- [PROVIDED ENTRIES]
--
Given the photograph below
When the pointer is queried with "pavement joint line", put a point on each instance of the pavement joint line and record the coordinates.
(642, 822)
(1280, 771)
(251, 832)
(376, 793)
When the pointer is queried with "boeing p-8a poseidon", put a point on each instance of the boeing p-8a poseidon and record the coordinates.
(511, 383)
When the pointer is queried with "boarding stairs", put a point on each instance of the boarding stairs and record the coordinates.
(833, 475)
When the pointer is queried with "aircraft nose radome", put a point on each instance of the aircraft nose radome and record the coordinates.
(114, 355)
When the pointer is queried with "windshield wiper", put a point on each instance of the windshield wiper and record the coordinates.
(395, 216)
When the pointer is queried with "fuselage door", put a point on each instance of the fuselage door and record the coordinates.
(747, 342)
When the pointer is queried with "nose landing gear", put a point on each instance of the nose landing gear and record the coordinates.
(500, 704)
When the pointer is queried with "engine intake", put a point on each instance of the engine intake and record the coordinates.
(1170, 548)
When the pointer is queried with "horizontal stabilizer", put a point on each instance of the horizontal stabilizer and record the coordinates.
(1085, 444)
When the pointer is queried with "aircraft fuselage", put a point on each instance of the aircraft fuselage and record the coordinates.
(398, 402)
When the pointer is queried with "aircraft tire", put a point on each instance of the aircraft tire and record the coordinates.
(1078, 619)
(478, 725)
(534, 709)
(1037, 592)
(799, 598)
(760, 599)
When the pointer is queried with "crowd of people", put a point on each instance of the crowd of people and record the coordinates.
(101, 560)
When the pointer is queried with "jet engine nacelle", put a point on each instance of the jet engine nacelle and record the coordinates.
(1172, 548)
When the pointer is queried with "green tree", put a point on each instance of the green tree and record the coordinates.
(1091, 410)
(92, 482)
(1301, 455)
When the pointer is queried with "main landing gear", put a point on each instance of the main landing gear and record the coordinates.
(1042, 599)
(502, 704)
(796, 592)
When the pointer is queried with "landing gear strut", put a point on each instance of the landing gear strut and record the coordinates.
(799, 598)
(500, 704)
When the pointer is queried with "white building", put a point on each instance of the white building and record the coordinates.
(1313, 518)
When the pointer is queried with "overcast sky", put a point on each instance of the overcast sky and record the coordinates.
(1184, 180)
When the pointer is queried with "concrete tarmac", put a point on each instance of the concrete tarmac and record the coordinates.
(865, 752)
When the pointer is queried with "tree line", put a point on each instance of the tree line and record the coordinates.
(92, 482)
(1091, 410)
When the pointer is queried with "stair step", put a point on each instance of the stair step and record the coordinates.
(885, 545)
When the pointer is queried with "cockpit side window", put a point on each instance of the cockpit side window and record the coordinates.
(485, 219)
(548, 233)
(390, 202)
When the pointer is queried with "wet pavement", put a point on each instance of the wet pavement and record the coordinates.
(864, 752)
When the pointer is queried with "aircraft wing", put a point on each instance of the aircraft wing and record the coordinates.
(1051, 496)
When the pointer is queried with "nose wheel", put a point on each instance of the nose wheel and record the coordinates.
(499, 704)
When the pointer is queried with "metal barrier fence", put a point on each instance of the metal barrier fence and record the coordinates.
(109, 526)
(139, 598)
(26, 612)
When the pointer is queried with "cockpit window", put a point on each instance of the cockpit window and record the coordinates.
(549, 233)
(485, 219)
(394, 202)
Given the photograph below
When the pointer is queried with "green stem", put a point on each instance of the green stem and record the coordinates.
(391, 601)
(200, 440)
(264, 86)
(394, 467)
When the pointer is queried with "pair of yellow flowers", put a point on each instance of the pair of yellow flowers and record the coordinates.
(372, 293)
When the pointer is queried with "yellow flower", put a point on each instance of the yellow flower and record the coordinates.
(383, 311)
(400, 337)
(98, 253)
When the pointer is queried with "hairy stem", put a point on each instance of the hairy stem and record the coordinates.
--
- [PROBLEM STATEMENT] Please print all of the material above again, word for word and with nothing changed.

- [FINISHED TASK]
Given the photograph below
When the pointer is queried with "pavement joint line", put a point on each instance of the pavement joint line and record the coordinates.
(642, 822)
(1280, 771)
(251, 832)
(376, 793)
When the pointer is queried with "boeing p-8a poseidon", put a point on each instance of the boeing p-8a poseidon and record the coordinates.
(511, 383)
When the pointer is queried with "boarding stairs", put a point on each instance of the boarding stairs and record the coordinates.
(833, 475)
When the pointer is queried with "aircraft nose radome", put a point on each instance of the aircraft nose radome and record the coordinates.
(114, 355)
When the pointer is queried with "windshield wiper", put a point on each instance of the windshield wiper and record the coordinates.
(395, 216)
When the pointer is queried with "fuselage door", put a point on each instance of the fuselage door and record the coordinates.
(747, 342)
When the pointer is queried with "nose landing gear", put a point on each instance of the nose landing gear and record the coordinates.
(500, 704)
When the pointer is queried with "engine intake", put a point on each instance of the engine intake and record the coordinates.
(1170, 548)
When the pointer is queried with "horizontal stabilizer", put a point on each instance of the horizontal stabilizer and record the coordinates.
(1085, 444)
When the pointer is queried with "aircraft fuselage", put a point on each instance of the aircraft fuselage and record the coordinates.
(398, 402)
When the pointer is queried with "aircraft tire", put a point on each instance of the aircraft tire and record the coordinates.
(1078, 619)
(478, 725)
(534, 709)
(1037, 592)
(799, 598)
(760, 599)
When the pointer is queried with "crowd of people", put a point on each instance of the crowd of people and record the coordinates.
(101, 560)
When the pointer is queried with "jet engine nacelle", put a point on each instance of the jet engine nacelle and record the coordinates.
(1172, 548)
When the pointer is queried with "green tree", put a point on each instance of the green tree and record the coordinates.
(1091, 410)
(92, 482)
(1301, 455)
When the pointer is queried with "main landing gear", put a point on each instance of the main landing gear and record the coordinates.
(1042, 599)
(502, 704)
(796, 592)
When the pointer is queried with "landing gear strut", put a point on each instance of the landing gear strut and record the coordinates.
(799, 598)
(500, 704)
When the pointer is queried with "white building", put a point on each instance of the white building and record the coordinates.
(1313, 518)
When the pointer is queried with "overcast sky", put a point on each instance of the overcast sky and record the coordinates.
(1184, 180)
When the pointer is queried with "concrete tarmac", put a point on each instance of the concrete tarmac and record the coordinates.
(865, 752)
When the pointer is queried with "tree line", put a point on each instance of the tree line and record the coordinates.
(92, 482)
(1091, 410)
When the pointer is queried with "stair step", put a point on each instance of the stair step and record the coordinates.
(885, 545)
When the pointer is queried with "cockpit side window", put a point on each instance of the cockpit side window and record the coordinates.
(485, 219)
(548, 233)
(390, 202)
When the pointer is queried with "wet pavement", put a point on each instance of the wet pavement and record the coordinates.
(864, 752)
When the pointer is queried with "aircraft wing", put a point on each instance of the aircraft wing and record the coordinates.
(1051, 496)
When the pointer is queried with "nose wheel", put a point on each instance of the nose wheel and record the coordinates.
(499, 704)
When the pointer is queried with "metal barrier fence", put a point on each instance of the metal barrier fence and record the coordinates.
(109, 526)
(139, 598)
(26, 612)
When the pointer is queried with "cockpit window", put a point on each instance of the cockpit window and record the coordinates.
(549, 233)
(485, 219)
(394, 202)
Given the photograph below
When the pointer is queried with "green stem", put a point on each instance of the green stem and record the coordinates.
(391, 601)
(200, 440)
(264, 86)
(394, 467)
When the pointer is queried with "pair of yellow flowers", put a point on each instance of the pair of yellow flowers and record the coordinates.
(372, 293)
When the pointer is queried with "yellow flower", put a point on each instance of the yellow flower and record the coordinates.
(383, 311)
(400, 337)
(98, 253)
When the pointer is queried with "hairy stem", put a point on each instance of the hairy stem and record the coordinates.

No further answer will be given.